_Task brief_
Please transcribe the records precisely; pictures stay out of your copy.

_Collected data_
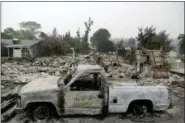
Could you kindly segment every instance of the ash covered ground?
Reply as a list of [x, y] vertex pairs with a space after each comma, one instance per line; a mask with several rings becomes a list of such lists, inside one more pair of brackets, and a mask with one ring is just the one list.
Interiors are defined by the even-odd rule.
[[[102, 56], [103, 62], [108, 65], [106, 76], [110, 79], [131, 79], [135, 74], [135, 66], [123, 63], [116, 56]], [[75, 60], [77, 64], [95, 64], [95, 60], [90, 56], [80, 55]], [[1, 64], [1, 107], [11, 101], [9, 96], [14, 93], [15, 88], [19, 85], [25, 85], [34, 79], [47, 76], [64, 76], [71, 70], [74, 65], [72, 56], [61, 57], [43, 57], [37, 58], [33, 62], [28, 60], [10, 60]], [[166, 112], [154, 112], [155, 123], [183, 123], [184, 122], [184, 78], [183, 76], [171, 74], [167, 79], [154, 79], [152, 82], [147, 79], [150, 85], [166, 85], [172, 89], [172, 101], [174, 107]], [[135, 80], [133, 80], [135, 81]], [[1, 121], [7, 123], [33, 123], [29, 115], [16, 115], [14, 105], [3, 111]], [[1, 108], [2, 112], [2, 108]], [[125, 116], [126, 115], [126, 116]], [[132, 123], [133, 116], [130, 114], [109, 114], [103, 120], [98, 116], [73, 116], [53, 118], [49, 123]], [[46, 121], [37, 121], [44, 123]]]

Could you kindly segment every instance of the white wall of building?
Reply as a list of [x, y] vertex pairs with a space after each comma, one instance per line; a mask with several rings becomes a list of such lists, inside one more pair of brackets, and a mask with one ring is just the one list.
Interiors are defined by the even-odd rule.
[[21, 49], [13, 49], [13, 57], [22, 57]]

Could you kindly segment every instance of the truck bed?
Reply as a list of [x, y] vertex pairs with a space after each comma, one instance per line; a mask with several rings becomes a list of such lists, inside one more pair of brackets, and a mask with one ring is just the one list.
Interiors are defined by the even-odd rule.
[[130, 79], [130, 78], [123, 78], [123, 79], [108, 79], [107, 83], [109, 85], [133, 85], [137, 86], [136, 80], [135, 79]]

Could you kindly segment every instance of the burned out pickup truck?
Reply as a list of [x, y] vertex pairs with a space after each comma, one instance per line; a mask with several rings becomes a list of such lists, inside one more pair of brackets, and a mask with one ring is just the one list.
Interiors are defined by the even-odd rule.
[[[116, 82], [115, 82], [116, 83]], [[123, 82], [124, 83], [124, 82]], [[36, 79], [19, 91], [16, 112], [31, 110], [35, 120], [61, 115], [141, 114], [171, 107], [165, 86], [116, 85], [98, 65], [78, 65], [64, 77]]]

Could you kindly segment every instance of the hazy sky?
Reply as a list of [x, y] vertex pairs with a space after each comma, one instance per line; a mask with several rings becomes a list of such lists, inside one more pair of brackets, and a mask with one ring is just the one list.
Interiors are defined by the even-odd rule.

_Exercise response_
Could you kindly segment every instance of the ash covered ground?
Reply as a list of [x, y] vertex pairs with a space after each comma, one instance per line; a mask with several rings becomes a list of such lists, inside one more pair of brackets, and a mask with one ring is just the one list.
Interiors are defined by the even-odd rule.
[[[102, 56], [103, 62], [108, 65], [106, 76], [110, 79], [131, 79], [135, 74], [135, 66], [123, 63], [116, 56]], [[75, 60], [77, 64], [95, 64], [95, 60], [90, 56], [80, 55]], [[1, 64], [1, 107], [11, 101], [9, 96], [14, 93], [15, 88], [19, 85], [25, 85], [34, 79], [47, 76], [64, 76], [71, 70], [74, 65], [72, 56], [61, 57], [43, 57], [37, 58], [33, 62], [28, 60], [10, 60]], [[166, 112], [154, 112], [155, 123], [183, 123], [184, 122], [184, 78], [183, 76], [171, 74], [167, 79], [154, 79], [152, 82], [147, 79], [150, 85], [166, 85], [172, 89], [172, 101], [174, 107]], [[135, 80], [133, 80], [135, 81]], [[1, 121], [7, 123], [33, 123], [29, 115], [16, 115], [14, 105], [3, 111]], [[1, 108], [2, 112], [2, 108]], [[125, 116], [126, 115], [126, 116]], [[132, 123], [133, 116], [130, 114], [109, 114], [103, 120], [98, 116], [73, 116], [53, 118], [49, 123]], [[46, 121], [37, 121], [44, 123]]]

Could you kindly segment every instance of the white wall of building?
Reply as a list of [x, y] vertex pairs with a space after each comma, one instance per line; a mask with several rings becomes a list of such lists, inside one more pair of brackets, and a mask with one ring is just the one list.
Interiors are defined by the even-odd rule.
[[21, 49], [13, 49], [13, 57], [22, 57]]

Could you kindly segment every instance of the truck bed?
Reply as a list of [x, y] vertex pairs with a space after each comma, one instance per line; a mask with several rings becomes a list of such lists, inside one more pair of brackets, and a mask with one ring is just the one list.
Interiors are defined by the even-odd rule.
[[130, 79], [130, 78], [123, 78], [123, 79], [108, 79], [107, 83], [109, 85], [133, 85], [137, 86], [136, 80], [135, 79]]

Could you kindly segment every instance of the burned out pickup truck?
Reply as a list of [x, y] vertex pairs with a space after each comma, one instance per line; a mask with several rings becomes a list of such lists, inside one more pair of brackets, and a mask with one ring is just the one list.
Interiors are defined by the even-odd rule.
[[[116, 82], [115, 82], [116, 83]], [[123, 82], [124, 83], [124, 82]], [[36, 79], [19, 91], [16, 112], [31, 110], [35, 120], [61, 115], [141, 114], [171, 107], [165, 86], [116, 85], [98, 65], [78, 65], [64, 77]]]

Could you kindly segment every instance of the hazy sky?
Reply as a list of [x, y] vertex pairs with a space after each comma, one instance per line; a mask with several rings becomes a list of such lists, inside one more pair of brackets, and a mask with one ring is just the one list.
Interiors are defined by the even-odd rule.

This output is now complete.